____ Teks yang Diberikan

Thursday, November 6, 2008

Fenomen Pekerja Anak di NTT

Oleh Isidorus Lilijawa, S.Fil


“Anakmu bukan milikmu / mereka milik Sang Hidup / yang rindu pada dirinya sendiri. Lewat kita mereka ada / namun tidak dari kita. Mereka ada pada kita / tetapi bukan milik kita. Berikan mereka kasih sayang / tetapi jangan sodorkan bentuk pikiran kita.”
Sepenggal syair Khalil Gibran di atas secara sangat mendalam melukiskan eksistensi setiap anak dalam kehidupan ini. Dalam alur pemikiran filosofis, anak serentak dalam dirinya merupakan Gabe (anugerah) dan Aufgabe (tanggung jawab) bagi orang tua yang melahirkannya ke dunia. Sebagai anugerah, anak merupakan hadiah terindah yang Sang Pencipta berikan kepada orang tua yang mengikat dirinya dalam tali kasih perkawinan. Sedangkan, sebagai tanggung jawab, anak merupakan pemberian yang pada saatnya dipertanggungjawabkan kepada Sang Pemilik Kehidupan ini.

________

Daftar Tugas:
1 – Jawab pertanyaan berikut berdasarkan artikel tentang pekerja anak di NTT.
(a) Siapa penulis artikel itu?
(b) Dari siapa syair pembuka artikel itu dikutip?
(c) Dalam alur pemikiran filosofis, anak merupakan apa bagi orang tua yang melahirkannya?
2 – Tulis lanjutan artikel tentang pekerja anak di NTT, dimulai sesudah kalimat terakhirnya.

____ Data yang Disediakan

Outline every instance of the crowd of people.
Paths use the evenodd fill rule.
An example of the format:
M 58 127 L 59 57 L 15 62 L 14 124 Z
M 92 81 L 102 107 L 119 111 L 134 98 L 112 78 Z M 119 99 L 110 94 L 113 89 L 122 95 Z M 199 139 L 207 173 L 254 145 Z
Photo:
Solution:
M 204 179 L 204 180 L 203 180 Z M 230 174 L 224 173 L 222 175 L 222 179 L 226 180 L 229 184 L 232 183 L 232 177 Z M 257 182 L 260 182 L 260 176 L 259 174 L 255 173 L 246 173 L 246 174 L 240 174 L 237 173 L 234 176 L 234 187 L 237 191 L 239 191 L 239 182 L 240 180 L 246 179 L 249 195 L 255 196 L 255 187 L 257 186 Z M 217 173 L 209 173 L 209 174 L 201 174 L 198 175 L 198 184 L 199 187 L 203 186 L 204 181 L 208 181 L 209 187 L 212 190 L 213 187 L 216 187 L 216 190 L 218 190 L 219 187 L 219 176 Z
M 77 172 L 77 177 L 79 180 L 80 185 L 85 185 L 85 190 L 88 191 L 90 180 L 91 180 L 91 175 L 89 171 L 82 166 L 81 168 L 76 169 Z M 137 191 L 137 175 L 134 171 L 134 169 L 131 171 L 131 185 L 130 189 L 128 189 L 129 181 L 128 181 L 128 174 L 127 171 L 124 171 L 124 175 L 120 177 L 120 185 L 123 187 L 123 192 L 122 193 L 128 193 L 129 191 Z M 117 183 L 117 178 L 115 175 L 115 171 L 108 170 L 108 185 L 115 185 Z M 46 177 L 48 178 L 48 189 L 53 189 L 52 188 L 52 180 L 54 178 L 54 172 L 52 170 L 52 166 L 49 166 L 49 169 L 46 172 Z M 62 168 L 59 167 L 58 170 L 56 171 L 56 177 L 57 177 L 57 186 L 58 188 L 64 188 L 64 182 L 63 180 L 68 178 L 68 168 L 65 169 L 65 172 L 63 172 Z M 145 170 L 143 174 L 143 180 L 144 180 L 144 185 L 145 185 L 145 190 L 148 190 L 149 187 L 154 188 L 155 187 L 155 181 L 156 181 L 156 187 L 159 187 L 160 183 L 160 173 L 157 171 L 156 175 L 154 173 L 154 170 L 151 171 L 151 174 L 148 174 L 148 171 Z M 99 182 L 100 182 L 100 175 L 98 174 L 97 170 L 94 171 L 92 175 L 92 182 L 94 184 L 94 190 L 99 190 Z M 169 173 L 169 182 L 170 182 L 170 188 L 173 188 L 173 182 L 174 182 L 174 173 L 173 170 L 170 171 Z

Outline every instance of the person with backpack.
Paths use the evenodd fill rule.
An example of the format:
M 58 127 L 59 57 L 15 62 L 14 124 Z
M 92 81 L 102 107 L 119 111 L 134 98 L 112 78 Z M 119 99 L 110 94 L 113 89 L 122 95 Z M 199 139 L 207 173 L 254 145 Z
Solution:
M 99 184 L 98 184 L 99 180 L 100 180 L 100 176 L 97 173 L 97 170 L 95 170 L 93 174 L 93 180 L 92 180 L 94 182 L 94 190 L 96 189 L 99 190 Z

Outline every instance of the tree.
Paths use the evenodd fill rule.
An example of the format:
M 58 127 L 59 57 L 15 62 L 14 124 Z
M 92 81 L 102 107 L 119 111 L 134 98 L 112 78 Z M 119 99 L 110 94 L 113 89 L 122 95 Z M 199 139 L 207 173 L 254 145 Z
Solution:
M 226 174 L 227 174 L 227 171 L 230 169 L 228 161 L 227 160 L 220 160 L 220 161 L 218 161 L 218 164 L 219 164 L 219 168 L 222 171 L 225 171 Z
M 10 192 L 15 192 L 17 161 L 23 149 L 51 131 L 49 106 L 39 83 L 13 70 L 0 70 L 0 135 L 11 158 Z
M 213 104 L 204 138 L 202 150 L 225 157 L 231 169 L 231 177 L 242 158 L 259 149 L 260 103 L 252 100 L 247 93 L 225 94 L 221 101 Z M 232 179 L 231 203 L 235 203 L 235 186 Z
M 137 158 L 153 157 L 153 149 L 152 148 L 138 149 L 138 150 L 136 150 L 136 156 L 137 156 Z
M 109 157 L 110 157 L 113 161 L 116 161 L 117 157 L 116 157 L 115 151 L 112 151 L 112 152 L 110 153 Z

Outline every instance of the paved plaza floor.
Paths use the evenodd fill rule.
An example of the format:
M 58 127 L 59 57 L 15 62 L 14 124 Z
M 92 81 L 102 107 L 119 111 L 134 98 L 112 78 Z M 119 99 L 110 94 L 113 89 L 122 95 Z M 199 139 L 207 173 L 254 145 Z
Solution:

________

Hasil yang Diharapkan:
1 –
(a) Isidorus Lilijawa, S.Fil.
(b) Khalil Gibran.
(c) Gabe (anugerah) dan Aufgabe (tanggung jawab).

2 –
Namun, keindahan makna puisi Gibran di atas tak selalu indah dalam realitas kehidupan anak-anak kita saat ini. Kondisi kita saat ini mempertontonkan dunia anak yang tidak ramah. Kita masih menemui anak-anak yang melakoni hidup sebagai pekerja anak, yakni anak yang melakukan semua jenis pekerjaan yang memiliki sifat atau intensitas yang dapat mengganggu pendidikan atau berbahaya bagi tumbuh kembang anak baik secara fisik, mental, sosial maupun intelektualnya. Bahkan masih ada cukup banyak anak yang bekerja pada bentuk-bentuk pekerjaan terburuk untuk anak (BPTA) yaitu jenis pekerjaan yang dapat mengganggu perkembangan fisik, mental dan moral anak. Bentuk-bentuk pekerjaan terburuk itu seperti perbudakan, eksploitasi seksual, kegiatan ilegal, pekerjaan yang membahayakan kesehatan, keselamatan dan moral anak. Ini tentu berbeda dari pemahaman anak yang bekerja, yakni anak yang melakukan pekerjaan dalam rangka membantu orang tua atau menjalankan usaha keluarga serta menjalankan tugas-tugas lainnya. Pada umumnya mereka masih mempunyai kesempatan untuk sekolah dan tidak tereksploitasi.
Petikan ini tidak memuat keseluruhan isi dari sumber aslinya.